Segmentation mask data
-.-.-

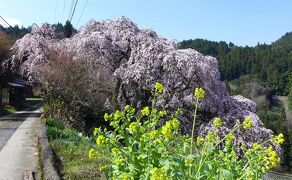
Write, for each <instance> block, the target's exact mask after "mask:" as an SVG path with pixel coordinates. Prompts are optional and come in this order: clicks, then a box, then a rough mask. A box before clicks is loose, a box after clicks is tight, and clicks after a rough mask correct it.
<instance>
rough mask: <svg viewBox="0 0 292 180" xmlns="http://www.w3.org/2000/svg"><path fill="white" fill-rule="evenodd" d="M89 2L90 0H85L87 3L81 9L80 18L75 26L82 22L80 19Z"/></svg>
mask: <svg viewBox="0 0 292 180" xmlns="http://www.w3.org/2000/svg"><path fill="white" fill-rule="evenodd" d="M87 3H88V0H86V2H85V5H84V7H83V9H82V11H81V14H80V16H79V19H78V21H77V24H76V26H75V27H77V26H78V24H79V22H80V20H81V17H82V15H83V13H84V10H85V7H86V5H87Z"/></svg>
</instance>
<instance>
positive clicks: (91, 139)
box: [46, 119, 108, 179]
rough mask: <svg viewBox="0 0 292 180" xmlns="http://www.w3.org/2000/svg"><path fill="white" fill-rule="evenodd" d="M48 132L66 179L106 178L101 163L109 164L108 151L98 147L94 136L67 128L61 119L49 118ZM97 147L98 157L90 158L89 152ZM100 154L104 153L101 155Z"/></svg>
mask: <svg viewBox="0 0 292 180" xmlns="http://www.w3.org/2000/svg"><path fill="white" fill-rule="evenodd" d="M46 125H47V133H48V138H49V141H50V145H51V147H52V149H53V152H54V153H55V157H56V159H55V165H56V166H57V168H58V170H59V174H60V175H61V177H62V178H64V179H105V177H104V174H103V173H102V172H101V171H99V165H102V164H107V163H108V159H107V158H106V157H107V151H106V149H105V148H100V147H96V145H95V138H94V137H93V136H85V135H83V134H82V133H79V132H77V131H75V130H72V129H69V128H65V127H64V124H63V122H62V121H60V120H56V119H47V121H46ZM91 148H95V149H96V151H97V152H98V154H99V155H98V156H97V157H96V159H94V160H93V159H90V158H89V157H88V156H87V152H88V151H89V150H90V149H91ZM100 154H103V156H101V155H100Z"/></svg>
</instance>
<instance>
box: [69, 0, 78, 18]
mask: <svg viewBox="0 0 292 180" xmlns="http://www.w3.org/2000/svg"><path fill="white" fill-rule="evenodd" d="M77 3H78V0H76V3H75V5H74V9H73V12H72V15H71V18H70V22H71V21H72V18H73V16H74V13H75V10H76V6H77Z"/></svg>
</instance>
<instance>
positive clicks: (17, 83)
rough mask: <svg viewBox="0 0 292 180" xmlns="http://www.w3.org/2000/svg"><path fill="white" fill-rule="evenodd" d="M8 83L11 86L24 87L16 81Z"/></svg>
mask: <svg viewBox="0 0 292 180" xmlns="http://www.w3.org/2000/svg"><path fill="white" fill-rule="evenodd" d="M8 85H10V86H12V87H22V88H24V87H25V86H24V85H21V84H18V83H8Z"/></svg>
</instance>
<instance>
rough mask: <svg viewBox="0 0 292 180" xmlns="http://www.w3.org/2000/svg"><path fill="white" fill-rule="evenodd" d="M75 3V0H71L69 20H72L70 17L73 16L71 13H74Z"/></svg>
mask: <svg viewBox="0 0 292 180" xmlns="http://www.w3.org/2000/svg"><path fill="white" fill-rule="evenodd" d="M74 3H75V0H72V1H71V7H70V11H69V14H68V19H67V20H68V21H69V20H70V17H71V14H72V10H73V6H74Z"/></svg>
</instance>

-.-.-

The answer should be exactly the lines from the one that contains "132L66 179L106 178L101" through the end of the entries, both ends included, and nothing besides.

rough mask: <svg viewBox="0 0 292 180" xmlns="http://www.w3.org/2000/svg"><path fill="white" fill-rule="evenodd" d="M48 132L66 179L106 178L101 163L109 164L108 151L98 147L94 136L67 128L61 119L49 118ZM97 147L98 157L90 158L89 152ZM100 154L104 153L101 155Z"/></svg>
mask: <svg viewBox="0 0 292 180" xmlns="http://www.w3.org/2000/svg"><path fill="white" fill-rule="evenodd" d="M46 125H47V133H48V138H49V141H50V145H51V147H52V149H53V152H54V153H55V157H56V159H55V165H56V166H57V168H58V170H59V174H60V175H61V177H62V178H64V179H105V177H104V174H103V173H102V172H101V171H99V165H102V164H107V163H108V159H107V158H106V157H107V151H106V149H105V148H100V147H96V145H95V138H94V137H93V136H85V135H83V134H82V133H79V132H77V131H75V130H72V129H69V128H65V127H64V124H63V122H62V121H60V120H56V119H47V121H46ZM91 148H95V149H96V151H97V152H98V154H99V155H98V156H97V157H96V159H94V160H93V159H90V158H89V157H88V156H87V152H88V151H89V150H90V149H91ZM100 154H103V156H101V155H100Z"/></svg>
</instance>
<instance>
box: [69, 0, 78, 18]
mask: <svg viewBox="0 0 292 180" xmlns="http://www.w3.org/2000/svg"><path fill="white" fill-rule="evenodd" d="M77 3H78V0H76V3H75V5H74V9H73V12H72V15H71V18H70V22H71V21H72V18H73V16H74V13H75V10H76V6H77Z"/></svg>
</instance>
<instance>
positive clicks: (17, 83)
rough mask: <svg viewBox="0 0 292 180" xmlns="http://www.w3.org/2000/svg"><path fill="white" fill-rule="evenodd" d="M8 83L11 86L24 87L16 81Z"/></svg>
mask: <svg viewBox="0 0 292 180" xmlns="http://www.w3.org/2000/svg"><path fill="white" fill-rule="evenodd" d="M8 85H10V86H12V87H22V88H24V87H25V86H24V85H21V84H18V83H8Z"/></svg>
</instance>
<instance>
rough mask: <svg viewBox="0 0 292 180" xmlns="http://www.w3.org/2000/svg"><path fill="white" fill-rule="evenodd" d="M75 3V0H71L69 20H72L70 17L73 16L71 13H74Z"/></svg>
mask: <svg viewBox="0 0 292 180" xmlns="http://www.w3.org/2000/svg"><path fill="white" fill-rule="evenodd" d="M74 3H75V0H72V1H71V7H70V11H69V14H68V19H67V20H68V21H69V20H70V17H71V14H72V10H73V6H74Z"/></svg>
</instance>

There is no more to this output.